** Required tasks **
1. Summarize the text on the 1621 siege of Chittagong in two sentences.
2. Carry on the text on the 1621 siege of Chittagong, picking up after its final line.

** Quoted passage **
- Siege of Chittagong (1621): Part of Mughal–Mrauk U Wars
| Date | 1621 |
| Location | Chittagong Hills, Kingdom of Mrauk U |
| Result | Mrauk U victory |
| Territorial changes | Status quo ante bellum |

Belligerents
- Mughal Empire: Kingdom of Mrauk U

Commanders and leaders
- Ibrahim Khan Fath-i-Jang Mirza Nurullah: Min Khamaung

Strength
- 2,000 war-boats 40,000 cavalry and infantry 1,000 elephants: None

Casualties and losses
- Unknown: None

= Siege of Chittagong (1621) =

Mughal invasion of Chittagong (1621)

(Coordinate annotation entries)
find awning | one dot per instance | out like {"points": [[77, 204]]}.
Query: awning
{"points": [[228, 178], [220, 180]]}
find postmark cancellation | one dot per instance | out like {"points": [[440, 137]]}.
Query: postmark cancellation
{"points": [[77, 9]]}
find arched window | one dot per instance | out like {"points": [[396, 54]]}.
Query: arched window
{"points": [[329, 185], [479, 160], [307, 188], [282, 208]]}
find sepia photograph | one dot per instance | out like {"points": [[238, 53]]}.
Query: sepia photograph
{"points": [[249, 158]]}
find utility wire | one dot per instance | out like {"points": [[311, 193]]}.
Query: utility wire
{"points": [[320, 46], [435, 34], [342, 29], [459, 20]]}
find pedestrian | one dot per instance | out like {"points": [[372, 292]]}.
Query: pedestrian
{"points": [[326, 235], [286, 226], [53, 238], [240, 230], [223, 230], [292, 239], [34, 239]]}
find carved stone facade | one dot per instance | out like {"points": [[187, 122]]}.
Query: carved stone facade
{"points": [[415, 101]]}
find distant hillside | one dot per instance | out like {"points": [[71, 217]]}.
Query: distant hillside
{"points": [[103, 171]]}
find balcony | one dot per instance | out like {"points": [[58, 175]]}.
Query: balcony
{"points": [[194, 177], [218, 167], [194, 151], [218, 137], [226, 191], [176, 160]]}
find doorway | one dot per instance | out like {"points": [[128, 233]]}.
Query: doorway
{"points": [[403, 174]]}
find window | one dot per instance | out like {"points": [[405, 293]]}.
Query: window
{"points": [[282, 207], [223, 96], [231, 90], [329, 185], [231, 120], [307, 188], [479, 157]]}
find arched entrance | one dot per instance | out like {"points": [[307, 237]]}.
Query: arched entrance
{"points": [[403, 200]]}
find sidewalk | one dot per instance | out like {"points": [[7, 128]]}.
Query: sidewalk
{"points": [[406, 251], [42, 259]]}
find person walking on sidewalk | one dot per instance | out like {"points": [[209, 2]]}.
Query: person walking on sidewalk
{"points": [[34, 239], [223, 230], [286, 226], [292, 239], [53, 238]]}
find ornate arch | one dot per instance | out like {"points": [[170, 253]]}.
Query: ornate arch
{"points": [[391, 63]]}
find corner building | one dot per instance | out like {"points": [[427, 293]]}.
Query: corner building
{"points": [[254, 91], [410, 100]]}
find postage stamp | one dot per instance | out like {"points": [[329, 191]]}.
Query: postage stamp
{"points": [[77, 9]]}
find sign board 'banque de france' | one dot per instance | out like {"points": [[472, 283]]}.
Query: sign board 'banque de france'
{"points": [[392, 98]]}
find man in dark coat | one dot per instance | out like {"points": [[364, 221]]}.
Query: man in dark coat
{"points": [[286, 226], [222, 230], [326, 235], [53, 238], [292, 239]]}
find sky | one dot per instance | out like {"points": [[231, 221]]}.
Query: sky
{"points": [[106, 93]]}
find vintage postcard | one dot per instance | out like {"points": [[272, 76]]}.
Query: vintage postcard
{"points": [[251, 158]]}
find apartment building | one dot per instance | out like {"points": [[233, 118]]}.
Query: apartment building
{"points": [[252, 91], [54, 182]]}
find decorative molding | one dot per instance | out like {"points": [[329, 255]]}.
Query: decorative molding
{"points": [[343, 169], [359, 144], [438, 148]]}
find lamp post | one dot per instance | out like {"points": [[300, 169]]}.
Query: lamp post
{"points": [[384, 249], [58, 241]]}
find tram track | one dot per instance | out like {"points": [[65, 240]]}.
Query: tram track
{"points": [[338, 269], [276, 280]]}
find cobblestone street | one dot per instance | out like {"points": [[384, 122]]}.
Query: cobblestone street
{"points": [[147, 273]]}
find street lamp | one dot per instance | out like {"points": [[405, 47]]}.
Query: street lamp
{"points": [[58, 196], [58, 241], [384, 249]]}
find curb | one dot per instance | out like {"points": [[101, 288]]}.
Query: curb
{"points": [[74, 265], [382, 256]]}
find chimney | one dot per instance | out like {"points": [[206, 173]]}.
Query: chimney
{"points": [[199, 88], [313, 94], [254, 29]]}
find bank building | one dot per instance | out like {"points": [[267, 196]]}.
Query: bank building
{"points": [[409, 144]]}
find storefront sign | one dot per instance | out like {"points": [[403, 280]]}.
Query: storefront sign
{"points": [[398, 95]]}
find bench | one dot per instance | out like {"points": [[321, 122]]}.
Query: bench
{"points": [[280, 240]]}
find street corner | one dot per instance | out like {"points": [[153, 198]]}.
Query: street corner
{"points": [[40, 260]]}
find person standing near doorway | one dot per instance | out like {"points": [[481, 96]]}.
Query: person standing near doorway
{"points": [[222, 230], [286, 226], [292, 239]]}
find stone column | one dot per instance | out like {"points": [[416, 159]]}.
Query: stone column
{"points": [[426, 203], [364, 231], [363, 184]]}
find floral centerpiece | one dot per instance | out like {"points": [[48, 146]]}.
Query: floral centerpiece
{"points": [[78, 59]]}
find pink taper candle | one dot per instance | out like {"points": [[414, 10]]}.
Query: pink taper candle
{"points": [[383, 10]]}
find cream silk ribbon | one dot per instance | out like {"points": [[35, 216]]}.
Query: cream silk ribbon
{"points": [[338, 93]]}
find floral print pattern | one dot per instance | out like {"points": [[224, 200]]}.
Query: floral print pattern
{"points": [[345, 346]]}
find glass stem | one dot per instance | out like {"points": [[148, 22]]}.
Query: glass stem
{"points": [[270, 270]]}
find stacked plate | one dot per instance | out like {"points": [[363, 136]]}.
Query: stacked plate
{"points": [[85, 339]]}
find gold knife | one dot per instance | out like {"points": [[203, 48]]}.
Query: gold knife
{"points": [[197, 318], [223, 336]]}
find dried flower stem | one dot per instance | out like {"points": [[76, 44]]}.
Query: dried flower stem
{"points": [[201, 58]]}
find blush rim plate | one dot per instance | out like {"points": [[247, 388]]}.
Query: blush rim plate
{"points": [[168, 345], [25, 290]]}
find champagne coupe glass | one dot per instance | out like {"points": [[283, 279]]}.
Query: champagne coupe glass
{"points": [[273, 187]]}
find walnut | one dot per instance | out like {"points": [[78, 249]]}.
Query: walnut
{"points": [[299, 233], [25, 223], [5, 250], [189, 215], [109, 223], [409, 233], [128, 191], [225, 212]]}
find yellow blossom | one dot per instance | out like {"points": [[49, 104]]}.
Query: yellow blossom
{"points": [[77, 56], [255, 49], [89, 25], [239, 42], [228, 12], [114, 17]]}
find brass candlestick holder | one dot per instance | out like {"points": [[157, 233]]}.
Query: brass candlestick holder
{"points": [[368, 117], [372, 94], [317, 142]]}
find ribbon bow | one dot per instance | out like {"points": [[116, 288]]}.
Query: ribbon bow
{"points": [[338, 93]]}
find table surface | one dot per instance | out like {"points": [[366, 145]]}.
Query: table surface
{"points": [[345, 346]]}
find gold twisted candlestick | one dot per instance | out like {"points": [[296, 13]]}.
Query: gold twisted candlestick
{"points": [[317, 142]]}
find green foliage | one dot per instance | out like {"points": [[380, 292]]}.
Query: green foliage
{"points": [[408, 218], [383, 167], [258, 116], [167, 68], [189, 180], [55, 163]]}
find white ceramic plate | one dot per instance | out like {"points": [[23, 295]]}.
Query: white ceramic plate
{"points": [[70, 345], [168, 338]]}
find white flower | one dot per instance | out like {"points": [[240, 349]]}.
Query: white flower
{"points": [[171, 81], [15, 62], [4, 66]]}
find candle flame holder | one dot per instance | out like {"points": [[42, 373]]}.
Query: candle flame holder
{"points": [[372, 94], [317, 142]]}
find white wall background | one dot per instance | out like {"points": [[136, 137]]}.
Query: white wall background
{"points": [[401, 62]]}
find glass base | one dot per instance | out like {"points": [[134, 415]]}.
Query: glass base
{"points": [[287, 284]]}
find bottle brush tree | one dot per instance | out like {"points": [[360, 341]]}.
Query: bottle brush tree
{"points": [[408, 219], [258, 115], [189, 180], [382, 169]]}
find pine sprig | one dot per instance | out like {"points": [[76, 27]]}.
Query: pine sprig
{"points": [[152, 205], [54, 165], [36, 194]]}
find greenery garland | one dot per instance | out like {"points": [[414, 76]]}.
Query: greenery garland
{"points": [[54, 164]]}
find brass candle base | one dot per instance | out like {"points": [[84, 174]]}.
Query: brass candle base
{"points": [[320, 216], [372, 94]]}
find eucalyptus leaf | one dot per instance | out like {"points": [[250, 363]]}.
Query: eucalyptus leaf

** Expected responses **
1. The siege of Chittagong in 1621 was part of the Mughal–Mrauk U Wars and took place in the Chittagong Hills, in the Kingdom of Mrauk U. It ended in a Mrauk U victory and brought no territorial changes, leaving the status quo ante bellum.

2.
The Siege of Chittagong (1621) was a failed Mughal expedition led by Subahdar Ibrahim Khan Fath-i-Jang to capture the Arakanese-held port city of Chittagong. It was the second major Mughal attempt after the first in 1617. Following a successful defence against an Arakanese invasion in 1620, Ibrahim Khan launched an offensive. After conquering Tripura in 1618, the Mughal army advanced through the dense jungles from the Feni River. In March 1621, Ibrahim personally led a large force of 2,000 war-boats, 40,000 troops, 1,000 elephants, and siege equipment. However, the army got stuck in the hilly jungles of the Chittagong Hills, suffered severe supply shortages, and was forced to retreat without fighting a single battle. The expedition ended in complete failure.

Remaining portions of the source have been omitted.